---------- EXTRACT

Sonya Walger (born 6 June 1974) is a British actress who also holds American citizenship. She had starring roles in the short-lived sitcoms The Mind of the Married Man (2001–2002) and Coupling (2003) before landing her role as Penny Widmore in the ABC drama series Lost (2006–2010).  Walger later starred on Tell Me You Love Me (2007), FlashForward (2009–2010), Common Law (2012), The Catch (2016–2017) and For All Mankind (2019–2022).

Early life
Walger was born in Hampstead, London. She was educated at the independent Wycombe Abbey School and at Christ Church, Oxford, where she studied English Literature, receiving a first class degree. Walger is conversational in French and fluent in Spanish, as her father was Argentinian.

--------------------
---------- SUPPLIED DATA

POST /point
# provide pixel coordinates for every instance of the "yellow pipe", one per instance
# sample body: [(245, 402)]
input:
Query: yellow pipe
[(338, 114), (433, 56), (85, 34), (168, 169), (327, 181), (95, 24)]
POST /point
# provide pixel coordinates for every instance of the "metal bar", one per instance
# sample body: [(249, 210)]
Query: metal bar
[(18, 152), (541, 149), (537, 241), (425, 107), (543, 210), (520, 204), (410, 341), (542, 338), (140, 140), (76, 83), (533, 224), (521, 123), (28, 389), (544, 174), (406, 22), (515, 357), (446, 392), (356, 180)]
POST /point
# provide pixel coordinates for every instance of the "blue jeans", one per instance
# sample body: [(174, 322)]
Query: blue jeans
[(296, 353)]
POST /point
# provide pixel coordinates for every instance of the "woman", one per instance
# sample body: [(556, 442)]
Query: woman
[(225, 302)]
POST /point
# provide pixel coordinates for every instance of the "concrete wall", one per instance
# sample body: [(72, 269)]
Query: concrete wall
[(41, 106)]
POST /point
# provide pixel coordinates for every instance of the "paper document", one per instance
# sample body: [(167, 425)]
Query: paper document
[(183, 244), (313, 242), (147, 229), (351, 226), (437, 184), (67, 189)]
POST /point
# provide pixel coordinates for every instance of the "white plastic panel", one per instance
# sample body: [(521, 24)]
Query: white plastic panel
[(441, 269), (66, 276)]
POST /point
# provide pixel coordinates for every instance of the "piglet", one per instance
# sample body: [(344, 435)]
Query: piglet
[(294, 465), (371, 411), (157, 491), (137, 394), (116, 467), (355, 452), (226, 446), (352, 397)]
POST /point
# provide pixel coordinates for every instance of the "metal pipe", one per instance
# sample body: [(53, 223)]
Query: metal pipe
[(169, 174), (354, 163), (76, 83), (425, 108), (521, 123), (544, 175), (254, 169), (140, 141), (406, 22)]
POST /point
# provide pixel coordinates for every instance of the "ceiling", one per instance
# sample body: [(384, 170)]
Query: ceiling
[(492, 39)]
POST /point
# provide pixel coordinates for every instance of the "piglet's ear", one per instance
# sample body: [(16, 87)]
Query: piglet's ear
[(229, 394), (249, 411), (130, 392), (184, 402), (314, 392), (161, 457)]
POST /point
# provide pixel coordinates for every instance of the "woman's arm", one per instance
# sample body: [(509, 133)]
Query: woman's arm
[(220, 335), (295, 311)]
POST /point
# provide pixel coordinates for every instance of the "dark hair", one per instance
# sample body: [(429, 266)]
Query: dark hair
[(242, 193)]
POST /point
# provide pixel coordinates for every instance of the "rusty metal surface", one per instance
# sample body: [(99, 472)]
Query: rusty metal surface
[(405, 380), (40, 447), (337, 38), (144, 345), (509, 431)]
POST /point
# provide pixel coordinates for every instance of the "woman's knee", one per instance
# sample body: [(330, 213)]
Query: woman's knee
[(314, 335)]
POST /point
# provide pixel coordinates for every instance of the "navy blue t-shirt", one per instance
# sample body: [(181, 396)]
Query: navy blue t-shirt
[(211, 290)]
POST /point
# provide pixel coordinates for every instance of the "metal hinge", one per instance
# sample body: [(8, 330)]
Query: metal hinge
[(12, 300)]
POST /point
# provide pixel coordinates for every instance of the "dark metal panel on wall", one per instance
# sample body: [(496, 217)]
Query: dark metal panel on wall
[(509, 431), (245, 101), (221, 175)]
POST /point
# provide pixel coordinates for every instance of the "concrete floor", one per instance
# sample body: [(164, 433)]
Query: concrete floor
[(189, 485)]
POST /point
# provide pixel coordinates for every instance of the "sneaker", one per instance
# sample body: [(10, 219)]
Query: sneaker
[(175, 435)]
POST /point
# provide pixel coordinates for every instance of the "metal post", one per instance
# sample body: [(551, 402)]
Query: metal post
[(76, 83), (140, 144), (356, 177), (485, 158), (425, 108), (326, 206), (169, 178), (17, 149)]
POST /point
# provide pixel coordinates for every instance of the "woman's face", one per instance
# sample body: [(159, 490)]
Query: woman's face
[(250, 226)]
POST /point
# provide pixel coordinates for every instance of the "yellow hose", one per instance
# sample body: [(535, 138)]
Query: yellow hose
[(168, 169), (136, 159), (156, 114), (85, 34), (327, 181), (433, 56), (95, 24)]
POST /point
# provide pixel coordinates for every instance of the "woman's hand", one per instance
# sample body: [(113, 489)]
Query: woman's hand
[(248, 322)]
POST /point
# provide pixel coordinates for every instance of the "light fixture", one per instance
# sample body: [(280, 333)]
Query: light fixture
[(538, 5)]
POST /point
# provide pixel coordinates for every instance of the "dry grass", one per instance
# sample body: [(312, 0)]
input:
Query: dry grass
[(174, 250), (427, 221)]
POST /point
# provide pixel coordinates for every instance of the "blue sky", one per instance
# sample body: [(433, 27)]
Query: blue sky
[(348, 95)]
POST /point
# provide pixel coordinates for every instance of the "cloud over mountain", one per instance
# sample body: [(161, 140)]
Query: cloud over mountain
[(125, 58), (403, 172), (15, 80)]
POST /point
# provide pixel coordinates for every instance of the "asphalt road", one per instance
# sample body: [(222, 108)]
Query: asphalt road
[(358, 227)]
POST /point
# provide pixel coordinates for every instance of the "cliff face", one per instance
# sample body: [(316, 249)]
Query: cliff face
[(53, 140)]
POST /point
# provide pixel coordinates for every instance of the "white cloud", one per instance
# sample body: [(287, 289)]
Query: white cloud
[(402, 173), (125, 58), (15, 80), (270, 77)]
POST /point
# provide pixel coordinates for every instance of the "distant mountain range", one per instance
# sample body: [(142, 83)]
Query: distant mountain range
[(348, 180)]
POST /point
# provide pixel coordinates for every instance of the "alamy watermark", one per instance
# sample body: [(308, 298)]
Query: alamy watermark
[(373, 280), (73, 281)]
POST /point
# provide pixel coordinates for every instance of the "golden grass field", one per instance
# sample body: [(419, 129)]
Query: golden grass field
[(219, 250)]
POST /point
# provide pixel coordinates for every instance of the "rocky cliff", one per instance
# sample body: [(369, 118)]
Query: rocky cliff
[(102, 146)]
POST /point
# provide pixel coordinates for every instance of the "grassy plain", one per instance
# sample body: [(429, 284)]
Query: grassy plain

--------------------

**SET TASK 1**
In the Sonya Walger biography, at which college did she study English Literature?
**SET TASK 2**
Summarize the Sonya Walger biography in two sentences.
**SET TASK 3**
Carry on the Sonya Walger biography from the point where it stops.

**RESPONSE 1**
Christ Church, Oxford.

**RESPONSE 2**
Sonya Walger is a British actress, also an American citizen, who starred in The Mind of the Married Man and Coupling before playing Penny Widmore on Lost and later appearing in series such as FlashForward, The Catch and For All Mankind. Born in Hampstead, London, she earned a first class degree in English Literature at Christ Church, Oxford, and speaks fluent Spanish because her father was Argentinian.

**RESPONSE 3**
Career

Walger began her career on British television. In 1998, she guest-starred in an episode of ITV crime series, Midsomer Murders. She had the recurring role in the BBC 1 sitcom Goodnight Sweetheart in 1999, and appeared in two episodes of the crime/drama The Vice. Also in 1999, she played the daughter of newspaper magnate Max Van der Vuurst, Hilde, in the Heat of the Sun story "The Sport of Kings".  The following year, Walger made her film debut in the biographical drama Eisenstein. In 2001, she moved to the United States and was cast as Donna Barnes on the HBO comedy series, The Mind of the Married Man. The series was cancelled after two seasons. In 2003, she starred on the short-lived U.S. version of Coupling, which aired on NBC. In 2004, Walger played Nicole Noone opposite Noah Wyle in the TNT television film, The Librarian: Quest for the Spear, for which she received Saturn Award for Best Supporting Actress on Television nomination.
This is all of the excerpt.